--- Your instructions ---
Reproduce every line of the material below with no changes at all.

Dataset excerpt
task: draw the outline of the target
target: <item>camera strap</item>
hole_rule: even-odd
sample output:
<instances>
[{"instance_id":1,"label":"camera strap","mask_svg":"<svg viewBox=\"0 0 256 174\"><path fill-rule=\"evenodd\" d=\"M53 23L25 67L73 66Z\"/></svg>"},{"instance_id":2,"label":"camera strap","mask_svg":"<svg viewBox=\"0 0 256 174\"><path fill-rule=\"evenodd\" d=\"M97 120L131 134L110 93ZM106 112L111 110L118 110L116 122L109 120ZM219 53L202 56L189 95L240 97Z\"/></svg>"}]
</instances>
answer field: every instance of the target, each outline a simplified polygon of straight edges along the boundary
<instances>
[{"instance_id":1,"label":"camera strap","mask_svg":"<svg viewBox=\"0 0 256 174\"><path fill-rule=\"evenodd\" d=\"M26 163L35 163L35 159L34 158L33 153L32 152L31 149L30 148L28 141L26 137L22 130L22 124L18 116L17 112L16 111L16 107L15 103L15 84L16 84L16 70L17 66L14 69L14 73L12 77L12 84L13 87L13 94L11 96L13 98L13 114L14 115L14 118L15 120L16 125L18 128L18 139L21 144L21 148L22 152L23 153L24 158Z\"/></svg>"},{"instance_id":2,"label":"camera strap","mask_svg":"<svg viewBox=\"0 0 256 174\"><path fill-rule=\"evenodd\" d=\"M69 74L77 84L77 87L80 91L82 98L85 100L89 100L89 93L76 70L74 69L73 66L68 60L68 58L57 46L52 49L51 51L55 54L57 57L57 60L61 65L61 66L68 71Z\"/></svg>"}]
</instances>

--- Complete answer ---
task: draw the outline of the target
target: <item>camera strap</item>
hole_rule: even-odd
sample output:
<instances>
[{"instance_id":1,"label":"camera strap","mask_svg":"<svg viewBox=\"0 0 256 174\"><path fill-rule=\"evenodd\" d=\"M53 23L25 67L73 66Z\"/></svg>"},{"instance_id":2,"label":"camera strap","mask_svg":"<svg viewBox=\"0 0 256 174\"><path fill-rule=\"evenodd\" d=\"M97 120L131 134L110 93ZM106 112L111 110L118 110L116 122L109 120ZM219 53L202 56L189 95L240 97Z\"/></svg>"}]
</instances>
answer field: every instance of the target, each outline a simplified polygon of straight edges along the boundary
<instances>
[{"instance_id":1,"label":"camera strap","mask_svg":"<svg viewBox=\"0 0 256 174\"><path fill-rule=\"evenodd\" d=\"M26 163L35 163L35 159L34 158L33 153L32 152L31 149L30 148L28 141L26 137L22 130L22 124L18 116L17 112L16 111L16 107L15 103L15 84L16 84L16 70L17 66L14 69L14 73L12 77L12 84L13 87L13 94L11 96L13 98L13 114L14 115L14 118L15 120L16 125L18 128L18 139L21 144L21 148L22 152L23 153L24 158Z\"/></svg>"},{"instance_id":2,"label":"camera strap","mask_svg":"<svg viewBox=\"0 0 256 174\"><path fill-rule=\"evenodd\" d=\"M69 74L77 84L77 87L80 91L82 98L85 100L89 100L89 93L76 70L74 69L73 66L68 60L68 58L57 46L52 49L51 51L55 54L57 57L57 60L61 65L61 66L68 71Z\"/></svg>"}]
</instances>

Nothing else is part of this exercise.